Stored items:
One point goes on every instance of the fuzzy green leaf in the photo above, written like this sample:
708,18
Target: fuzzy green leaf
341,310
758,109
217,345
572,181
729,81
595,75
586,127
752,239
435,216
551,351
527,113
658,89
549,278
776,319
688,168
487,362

Stated goal:
Turn the lines of all the records above into a numbered list, leaving out any blank lines.

Result of this exercise:
1. One point goes on every instance of the fuzzy green leaf in the photo above, written like this sample:
2. 708,18
3. Target: fuzzy green leaf
4. 341,310
5. 758,109
6. 217,345
7. 572,181
8. 729,81
9. 595,75
10. 586,127
11. 752,239
12. 435,216
13. 551,351
14. 527,113
15. 658,89
16. 549,278
17. 776,319
18. 688,168
19. 487,362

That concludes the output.